Text provided —
'''

Reviewed by mnpollio 4 / 10

Slick period caper film done in by dull lead

Convincing period settings highlight this uneven film inspired by some of the caper films of the 1930s focusing on a suave cat burglar in London blackmailed into service for the Allies. He is tasked with trying to break into the imposing German Embassy and stealing some gems in an attempt to foil a Nazi plot.

A fun concept somehow goes astray and never realizes its full potential. Director Roger Young and company take an old-fashioned plot, dress it up in dandy clothes, add some dashes of modern sex, violence and nudity, but their final effort falls apart long before the conclusion and, at least in one case, it is not hard to see why.

A plot this simple should move with fleet feet, but the pace instead moves in fits and starts. The bones of a great film are here, but they are never fleshed out enough and some convoluted plot additions do not help. The film drags on long past the point it should have concluded and contains at least one too many conclusions.

The production looks great and sports a fine supporting cast. Bob Hoskins is on hand as a sputtering British bobby who does not like giving the elusive Lassiter a get-out-jail-free card for his efforts. Jane Seymour is as pretty as a porcelain doll as Lassiter's girl Friday. Lauren Hutton has a field day as the sexually voracious and deadly German courier whom Lassiter must romance in order to scope out the interior of the German Embassy. Unfortunately, after presenting Hutton as a truly deadly nemesis, the film completely bungles their final confrontation and fails to show us their love scene, which one would imagine would have been wild indeed.

'''

Recorded information —
'''

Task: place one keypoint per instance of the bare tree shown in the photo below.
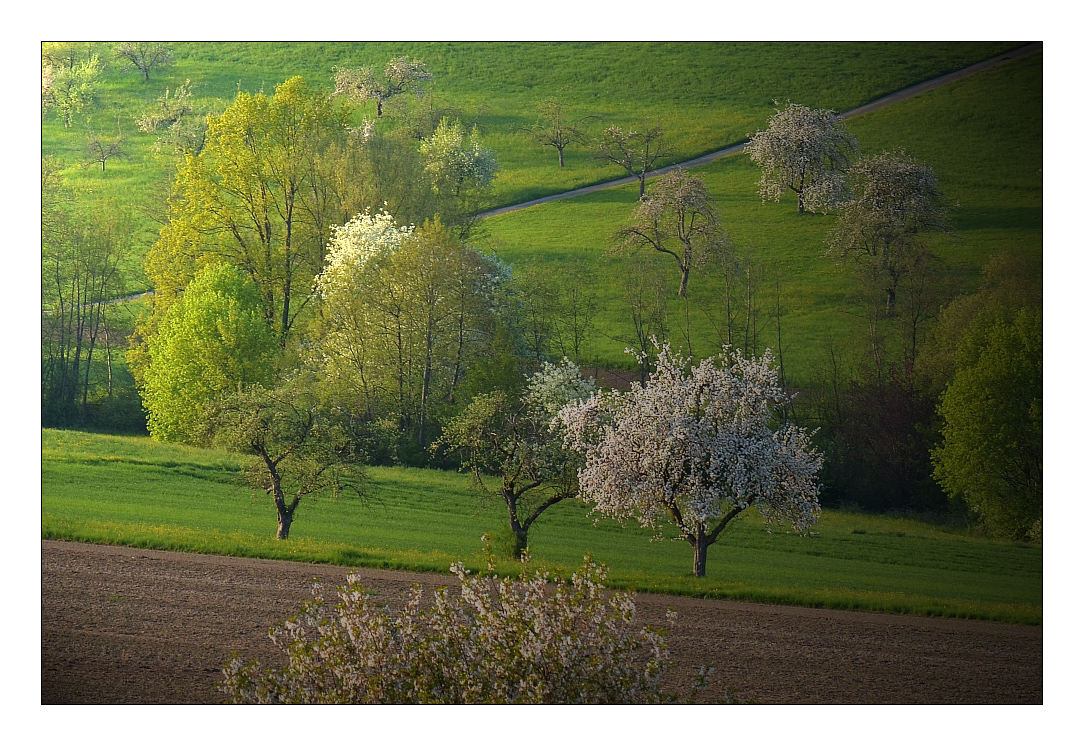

'''

Tasks for this exercise —
a - According to the film review, who directed the film?
b - Name every actor mentioned in the film review.
c - Pick up the film review after its last sentence and write the next paragraph.
The material plays no part in this.

Written responses —
a - Roger Young

b - Bob Hoskins, Jane Seymour, Lauren Hutton

c -
The film's biggest problem lies with its leading man. Obviously the character of Lassiter conjures up the likes of a George Sanders, David Niven or Cary Grant. In short, it requires someone charismatic, urbane, debonair yet able to pull off the physical action required. After having bored us to death two years previously with a similar period adventure in High Road to China, actor Tom Selleck now torpedoes another period piece. Where debonair is called upon, Selleck gives us dull. Where suspense and action are called for, Selleck gives us lifeless. He comes off as little more than a good-looking prop who can barely summon the energy to move from point A to point B on the set. I would say he is wooden, but I am afraid to libel a tree. He never seems much of a match for Hutton, proves a dismally lacking romantic foil for Seymour and comes off as little better than a stunt man in the action scenes. We have no rooting interest nor concern in what happens with this character and that is largely the fault of Selleck's lackluster performance. By the film's conclusion, quite literally the ONLY memorable thing that Selleck has contributed is in briefly baring his best asset while exiting Hutton's bed in the nude. This stellar contribution is offset moments later when a guard catches him lounging around in Hutton's frilly robe and a scene where the actor could have demonstrated a light comic touch is instead played as if a humorless mannequin inhabited the part.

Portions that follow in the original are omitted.